* start DATA TO USE *

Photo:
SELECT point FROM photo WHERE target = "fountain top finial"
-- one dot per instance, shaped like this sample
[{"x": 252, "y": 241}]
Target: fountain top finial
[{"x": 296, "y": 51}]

* end DATA TO USE *

WHAT NEEDS TO BE DONE:
Retype every line of the items above with no changes.

FULL RESPONSE:
Photo:
SELECT point FROM photo WHERE target = "fountain top finial"
-- one dot per instance, shaped like this sample
[{"x": 252, "y": 241}]
Target: fountain top finial
[{"x": 296, "y": 51}]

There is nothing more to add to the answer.